Pointing and labeling entries –
'''

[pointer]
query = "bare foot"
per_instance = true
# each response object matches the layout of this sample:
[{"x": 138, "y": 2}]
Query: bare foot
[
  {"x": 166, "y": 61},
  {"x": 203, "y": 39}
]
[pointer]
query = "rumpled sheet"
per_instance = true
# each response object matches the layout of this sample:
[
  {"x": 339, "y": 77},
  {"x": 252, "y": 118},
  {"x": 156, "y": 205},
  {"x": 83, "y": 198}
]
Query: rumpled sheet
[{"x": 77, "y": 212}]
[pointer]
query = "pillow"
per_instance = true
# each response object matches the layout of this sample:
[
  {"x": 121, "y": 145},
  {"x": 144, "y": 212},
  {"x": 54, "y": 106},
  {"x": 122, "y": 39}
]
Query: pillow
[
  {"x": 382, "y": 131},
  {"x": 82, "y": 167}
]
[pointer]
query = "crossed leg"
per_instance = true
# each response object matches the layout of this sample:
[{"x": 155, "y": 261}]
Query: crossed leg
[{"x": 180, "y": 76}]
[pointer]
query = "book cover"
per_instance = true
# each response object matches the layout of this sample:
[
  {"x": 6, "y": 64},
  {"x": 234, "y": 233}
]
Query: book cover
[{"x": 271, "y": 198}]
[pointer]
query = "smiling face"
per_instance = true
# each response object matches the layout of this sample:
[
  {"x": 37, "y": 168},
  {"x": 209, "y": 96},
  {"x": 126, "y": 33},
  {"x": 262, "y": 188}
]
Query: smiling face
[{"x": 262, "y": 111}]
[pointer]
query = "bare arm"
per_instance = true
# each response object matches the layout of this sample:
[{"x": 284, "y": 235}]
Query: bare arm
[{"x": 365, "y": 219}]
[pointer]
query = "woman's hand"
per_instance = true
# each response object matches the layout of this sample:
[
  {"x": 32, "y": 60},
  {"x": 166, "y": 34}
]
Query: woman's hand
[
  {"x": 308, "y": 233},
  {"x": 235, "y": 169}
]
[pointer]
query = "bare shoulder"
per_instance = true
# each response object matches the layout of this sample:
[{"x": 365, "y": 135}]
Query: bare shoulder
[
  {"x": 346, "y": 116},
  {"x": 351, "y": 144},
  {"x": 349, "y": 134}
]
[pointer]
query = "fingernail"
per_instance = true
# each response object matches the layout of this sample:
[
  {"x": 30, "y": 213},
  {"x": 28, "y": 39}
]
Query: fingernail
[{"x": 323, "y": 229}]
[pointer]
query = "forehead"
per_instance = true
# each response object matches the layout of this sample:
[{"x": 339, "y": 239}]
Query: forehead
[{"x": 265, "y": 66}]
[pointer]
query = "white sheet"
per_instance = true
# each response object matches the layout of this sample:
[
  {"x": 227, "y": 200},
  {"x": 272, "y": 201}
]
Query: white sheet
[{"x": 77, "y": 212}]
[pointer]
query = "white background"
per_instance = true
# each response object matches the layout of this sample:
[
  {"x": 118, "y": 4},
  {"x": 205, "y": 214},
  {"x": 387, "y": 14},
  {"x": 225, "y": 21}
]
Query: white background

'''

Exercise aim – The entries above must be returned exactly.

Complete answer –
[pointer]
query = "bare foot"
per_instance = true
# each response object matches the layout of this sample:
[{"x": 138, "y": 2}]
Query: bare foot
[
  {"x": 166, "y": 61},
  {"x": 203, "y": 39}
]
[pointer]
query = "rumpled sheet"
per_instance = true
# each response object matches the layout of this sample:
[
  {"x": 339, "y": 77},
  {"x": 252, "y": 118},
  {"x": 156, "y": 205},
  {"x": 83, "y": 198}
]
Query: rumpled sheet
[{"x": 77, "y": 212}]
[pointer]
query = "pillow"
per_instance = true
# each response object matches the layout of this sample:
[
  {"x": 121, "y": 145},
  {"x": 144, "y": 212},
  {"x": 54, "y": 106},
  {"x": 122, "y": 39}
]
Query: pillow
[
  {"x": 382, "y": 131},
  {"x": 82, "y": 167}
]
[pointer]
query = "crossed leg"
per_instance = true
# each response object matches the layout of this sample:
[{"x": 155, "y": 261}]
Query: crossed leg
[{"x": 180, "y": 76}]
[pointer]
query = "book cover"
per_instance = true
# each response object matches the layout of this sample:
[
  {"x": 6, "y": 64},
  {"x": 234, "y": 233}
]
Query: book cover
[{"x": 271, "y": 198}]
[pointer]
query = "smiling face"
per_instance = true
# each response object matches the layout of this sample:
[
  {"x": 37, "y": 168},
  {"x": 209, "y": 96},
  {"x": 126, "y": 33},
  {"x": 262, "y": 188}
]
Query: smiling face
[{"x": 262, "y": 111}]
[pointer]
query = "bare arm"
per_instance = true
# each response object matches the layout of this sample:
[{"x": 284, "y": 235}]
Query: bare arm
[{"x": 365, "y": 219}]
[pointer]
query = "woman's hand"
per_instance = true
# each response object matches the layout of this sample:
[
  {"x": 32, "y": 60},
  {"x": 166, "y": 34}
]
Query: woman's hand
[
  {"x": 308, "y": 233},
  {"x": 235, "y": 169}
]
[pointer]
query = "bare shoulder"
per_instance = true
# each response object matches the layout of this sample:
[{"x": 365, "y": 135}]
Query: bare shoulder
[
  {"x": 346, "y": 116},
  {"x": 351, "y": 144},
  {"x": 349, "y": 134}
]
[pointer]
query = "fingernail"
per_instance = true
# each response object matches the layout of this sample:
[
  {"x": 30, "y": 213},
  {"x": 28, "y": 39}
]
Query: fingernail
[{"x": 323, "y": 229}]
[pointer]
query = "forehead"
per_instance = true
# each response object matches the layout of this sample:
[{"x": 339, "y": 239}]
Query: forehead
[{"x": 265, "y": 66}]
[pointer]
query = "white sheet"
per_instance = true
# each response object matches the layout of this sample:
[
  {"x": 227, "y": 200},
  {"x": 272, "y": 201}
]
Query: white sheet
[{"x": 77, "y": 212}]
[pointer]
query = "white background"
per_instance = true
# each response object matches the layout of this sample:
[
  {"x": 118, "y": 4},
  {"x": 205, "y": 214},
  {"x": 387, "y": 14},
  {"x": 225, "y": 21}
]
Query: white background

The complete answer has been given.